### PASSAGE SHOWN
Author- Dr.Subhash Kapila

China’s persistent strategy is to play the ‘Pakistan Card’ against India both as leverage and its strategy of coercion against India. Prime Minister Modi on his visit to China next week will face a more subtle playing by China of its ‘Pakistan Card’.

In fact, much before Indian Prime Minister’s visit to Beijing, China played its ‘Pakistan Card’ against India on a more gigantic scale when Chinese President Xi visited Pakistan last month and unveiled China’s massive outlay of $ 44 billion in the proposed China-Pakistan Economic Corridor. It was not an economic move only as it was accompanied by China’s decision to supply Pakistan with six Chinese submarines and over 100 frontline Chinese fighter combat aircraft.

So, in actual fact, Chinese President Xi signalled two forceful messages to India, as follows:

India-US Strategic Partnership evolving proximity supplemented by Japan will be strongly checkmated by intensified playing of China’s ‘Pakistan Card’ against India.
The ‘Pakistan Card’ in China’s strategic formulations will be a ‘constant’, recurring at every stage irrespective of India’s ascendant power trajectory.
The Indian Prime Minister struck an optimistic note on the prospects of his forthcoming China visit by asserting that both India and China have learnt the lessons of history as they embark to strive for a new China-India relationship. India may have learnt the lessons of history but there are no substantial indicators that China has learnt the lessons of history.

If China had learnt the “lessons of history” and that too from contemporary history, then China would not have repeated the mistakes that the United States committed in its ‘Pakistan First” policy in the Indian Subcontinent. United States belatedly has realised that it cannot artificially balance India’s natural predominance in the Indian Subcontinent, which China persistently continues to do.

China has also not learnt from history when it comes to investing in Pakistan’s mischief potential as China’s surrogate spoiler state against India. Moreso, when China itself realises how fragile Pakistan’s internal stability and security is concerned. Why did the Chinese leaders insist that a special Pakistan Army division-sized force be raised for the protection of its proposed China-Pakistan Economic Corridor? What and from where are the threats within Pakistan to the China-Pakistan Economic Corridor?

China invests heavily in personal links with Pakistan Army generals and underwriting Pakistan Army’s combat potential, again not learning the lessons of history from the United States experience in which the Pakistan Army resorted to double-timing of the United States over Afghanistan despite receiving US munificence of billions of dollars of military aid. A rental Army can be bought over by anybody who can outbid the earlier patron.

China has every right to pursue its obsession with Pakistan to further its national security interests. But, when such dubious linkages impinge on Indian national security interests then India has no logical grounds to give clean chits to Chinese intentions in relation to India. On the contrary India is expected to stand up to China and stand tall.

Bounding-box annotation entries
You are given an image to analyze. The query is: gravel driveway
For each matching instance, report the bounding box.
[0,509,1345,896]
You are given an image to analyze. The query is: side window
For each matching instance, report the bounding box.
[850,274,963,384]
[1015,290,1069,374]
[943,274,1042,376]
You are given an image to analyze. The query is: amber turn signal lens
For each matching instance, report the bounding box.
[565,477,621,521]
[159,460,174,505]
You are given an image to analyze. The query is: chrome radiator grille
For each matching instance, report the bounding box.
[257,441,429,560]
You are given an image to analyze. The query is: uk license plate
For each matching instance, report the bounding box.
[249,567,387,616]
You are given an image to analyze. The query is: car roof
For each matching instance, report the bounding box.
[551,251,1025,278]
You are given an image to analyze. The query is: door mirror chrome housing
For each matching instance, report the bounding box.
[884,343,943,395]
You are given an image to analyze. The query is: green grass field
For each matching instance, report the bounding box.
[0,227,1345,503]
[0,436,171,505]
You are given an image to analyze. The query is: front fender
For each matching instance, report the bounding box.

### INSTRUCTIONS
**1.** Lay out the lines of the listing from the line containing "You are given an image to analyze. The query is: amber" through the line containing "[0,436,171,505]", inclusive, as a JSON list of strings, one string per line and blank lines omitted.
**2.** Proceed with the commentary on China's 'Pakistan Card' against India, picking up after its final sentence.

### FINAL RESULTS
**1.**
[
  "You are given an image to analyze. The query is: amber turn signal lens",
  "For each matching instance, report the bounding box.",
  "[565,477,621,521]",
  "[159,460,174,505]",
  "You are given an image to analyze. The query is: chrome radiator grille",
  "For each matching instance, report the bounding box.",
  "[257,441,429,560]",
  "You are given an image to analyze. The query is: uk license plate",
  "For each matching instance, report the bounding box.",
  "[249,567,387,616]",
  "You are given an image to analyze. The query is: car roof",
  "For each matching instance, report the bounding box.",
  "[551,251,1025,278]",
  "You are given an image to analyze. The query is: door mirror chrome housing",
  "For each matching instance, report the bounding box.",
  "[884,343,943,395]",
  "You are given an image to analyze. The query is: green grass field",
  "For each matching instance, report the bounding box.",
  "[0,227,1345,503]",
  "[0,436,171,505]"
]

**2.**
Patently, even in 2015 China’s intentions towards India remain unchanged and that is to keep India strategically off-balance through what it perceives as a very effective and India-rattling ‘Pakistan Card’. The answer for India if it cannot singly neutralise such moves is then to seek other off-set options.

So while India must continue to engage China at all possible levels and appear to be seeking normalisation of relations with China, the stark reality for India is otherwise.

The stark strategic reality is that China is unlikely to give up the playing of its ‘Pakistan Card’ for the very simple reason that when it comes to China’s choices in the Indian Subcontinent, India is a strategic and contending rival with historically carrying potential of conflict with China whereas Pakistan is China’s strategic cats-paw, a rental military state where China is now willing to pay a higher rent to hire Pakistan’s ‘regional spoiler state’ potential and services.

Hopefully, these strategic realities are not lost while the Indian Prime Minister makes his innovative approaches during his China visit next week. Historically, India must remember the appropriate lesson from the history of China-India turbulent relationship that Indian leaders must not repeat Nehru’s mistake of assigning ‘pious intentions” to Chinese protestations of peace with India.

One more lesson that India should not lose sight of in relation to China, historically, is that “National Security Cannot be Bought by Extending Olive Branches.”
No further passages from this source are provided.